Task instructions :: Put each line of the material below into a JSON list of strings, one string per line, omitting any blank lines.

Dataset records ::

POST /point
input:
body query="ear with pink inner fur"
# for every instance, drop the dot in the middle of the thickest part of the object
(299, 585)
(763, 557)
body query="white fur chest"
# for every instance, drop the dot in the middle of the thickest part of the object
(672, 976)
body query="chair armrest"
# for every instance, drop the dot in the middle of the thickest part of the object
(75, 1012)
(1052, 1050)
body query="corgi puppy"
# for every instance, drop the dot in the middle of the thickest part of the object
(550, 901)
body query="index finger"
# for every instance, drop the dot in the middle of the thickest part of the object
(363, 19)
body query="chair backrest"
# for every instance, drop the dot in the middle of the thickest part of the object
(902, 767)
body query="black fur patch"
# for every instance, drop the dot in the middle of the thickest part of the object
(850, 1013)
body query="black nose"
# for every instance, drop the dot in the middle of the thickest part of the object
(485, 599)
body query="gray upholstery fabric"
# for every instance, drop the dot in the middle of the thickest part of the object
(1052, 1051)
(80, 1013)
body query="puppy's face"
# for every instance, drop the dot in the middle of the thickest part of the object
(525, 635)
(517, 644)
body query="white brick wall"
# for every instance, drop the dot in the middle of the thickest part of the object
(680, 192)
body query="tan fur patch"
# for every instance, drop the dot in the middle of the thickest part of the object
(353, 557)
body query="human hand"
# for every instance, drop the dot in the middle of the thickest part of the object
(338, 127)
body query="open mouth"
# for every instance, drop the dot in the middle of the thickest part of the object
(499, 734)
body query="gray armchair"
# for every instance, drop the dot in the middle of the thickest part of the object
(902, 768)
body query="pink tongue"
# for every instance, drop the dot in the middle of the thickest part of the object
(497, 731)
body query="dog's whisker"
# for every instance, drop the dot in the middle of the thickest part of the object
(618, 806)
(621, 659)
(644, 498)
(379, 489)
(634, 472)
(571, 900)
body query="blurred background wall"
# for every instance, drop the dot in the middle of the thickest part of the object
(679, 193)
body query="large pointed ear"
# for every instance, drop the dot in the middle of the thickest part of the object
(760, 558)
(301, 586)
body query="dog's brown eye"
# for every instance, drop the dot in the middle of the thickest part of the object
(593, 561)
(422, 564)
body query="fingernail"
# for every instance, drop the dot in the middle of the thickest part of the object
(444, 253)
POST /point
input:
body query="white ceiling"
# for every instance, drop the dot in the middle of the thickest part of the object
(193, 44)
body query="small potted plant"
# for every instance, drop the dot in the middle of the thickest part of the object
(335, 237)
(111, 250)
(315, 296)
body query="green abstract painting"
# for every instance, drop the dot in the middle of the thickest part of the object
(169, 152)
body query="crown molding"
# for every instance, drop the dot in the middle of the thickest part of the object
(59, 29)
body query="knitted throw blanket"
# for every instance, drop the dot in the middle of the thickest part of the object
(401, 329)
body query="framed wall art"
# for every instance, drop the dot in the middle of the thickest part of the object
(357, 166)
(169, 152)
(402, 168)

Reply ::
[
  "POST /point",
  "input:",
  "body query=\"ear with pink inner fur\"",
  "# for every instance, drop the dot in the middle of the thickest part of the object",
  "(299, 585)",
  "(763, 557)",
  "body query=\"white fur chest\"",
  "# for every instance, drop the dot in the middle of the thickest part of the object",
  "(672, 976)",
  "body query=\"chair armrest\"",
  "# for every instance, drop the dot in the middle of the thickest part of the object",
  "(75, 1012)",
  "(1052, 1050)",
  "body query=\"corgi puppy\"",
  "# for every instance, drop the dot in the middle of the thickest part of the object",
  "(550, 901)",
  "body query=\"index finger\"",
  "# for every instance, drop the dot in the middle of the thickest part of the object",
  "(363, 19)",
  "body query=\"chair backrest\"",
  "# for every instance, drop the dot in the middle of the thickest part of the object",
  "(902, 767)",
  "body query=\"black fur patch\"",
  "# for every instance, drop the dot in the middle of the thickest part of the object",
  "(850, 1013)",
  "body query=\"black nose\"",
  "# for every instance, drop the dot in the middle of the thickest part of the object",
  "(485, 599)",
  "body query=\"gray upholstery fabric\"",
  "# for every instance, drop the dot in the middle of the thickest part of the object",
  "(1052, 1051)",
  "(80, 1013)",
  "body query=\"puppy's face\"",
  "# for every instance, drop the dot in the middle of the thickest part of the object",
  "(525, 635)",
  "(517, 644)",
  "body query=\"white brick wall\"",
  "# for every instance, drop the dot in the middle of the thickest part of the object",
  "(680, 192)",
  "body query=\"tan fur patch\"",
  "# for every instance, drop the dot in the middle of the thickest part of the object",
  "(353, 557)",
  "body query=\"human hand\"",
  "# for every instance, drop the dot in the middle of the thickest part of the object",
  "(338, 127)",
  "body query=\"open mouth\"",
  "# for every instance, drop the dot in the middle of the thickest part of the object",
  "(499, 734)",
  "body query=\"gray armchair\"",
  "# for every instance, drop the dot in the middle of the thickest part of the object",
  "(902, 768)",
  "body query=\"pink tongue\"",
  "# for every instance, drop the dot in the middle of the thickest part of the object",
  "(497, 731)",
  "body query=\"dog's whisker\"",
  "# for every instance, drop the dot in the middle of the thickest part of the object",
  "(618, 806)",
  "(621, 659)",
  "(644, 498)",
  "(379, 489)",
  "(634, 472)",
  "(571, 900)",
  "body query=\"blurred background wall\"",
  "# for every instance, drop the dot in the middle of the thickest part of the object",
  "(679, 193)",
  "body query=\"large pointed ear\"",
  "# for every instance, drop the dot in the middle of the thickest part of the object",
  "(760, 558)",
  "(301, 586)",
  "body query=\"dog's brown eye\"",
  "# for every instance, drop the dot in the middle of the thickest part of the object",
  "(593, 561)",
  "(422, 564)",
  "body query=\"fingernail\"",
  "# for every instance, drop the dot in the middle of the thickest part of the object",
  "(444, 253)",
  "POST /point",
  "input:",
  "body query=\"white ceiling\"",
  "# for every instance, drop the dot in the middle of the thickest part of the object",
  "(193, 44)",
  "body query=\"small potted plant\"",
  "# for every instance, drop the dot in the middle of the thickest part of the object",
  "(335, 237)",
  "(111, 250)",
  "(315, 296)",
  "body query=\"green abstract painting\"",
  "# for every instance, drop the dot in the middle of the thickest part of the object",
  "(169, 152)",
  "body query=\"crown molding\"",
  "# for every instance, drop the dot in the middle of the thickest part of the object",
  "(59, 29)",
  "body query=\"knitted throw blanket\"",
  "# for every instance, drop the dot in the middle of the thickest part of the object",
  "(401, 329)",
  "body query=\"framed wall art\"",
  "# for every instance, drop the dot in the middle of the thickest part of the object",
  "(357, 166)",
  "(169, 152)",
  "(402, 168)"
]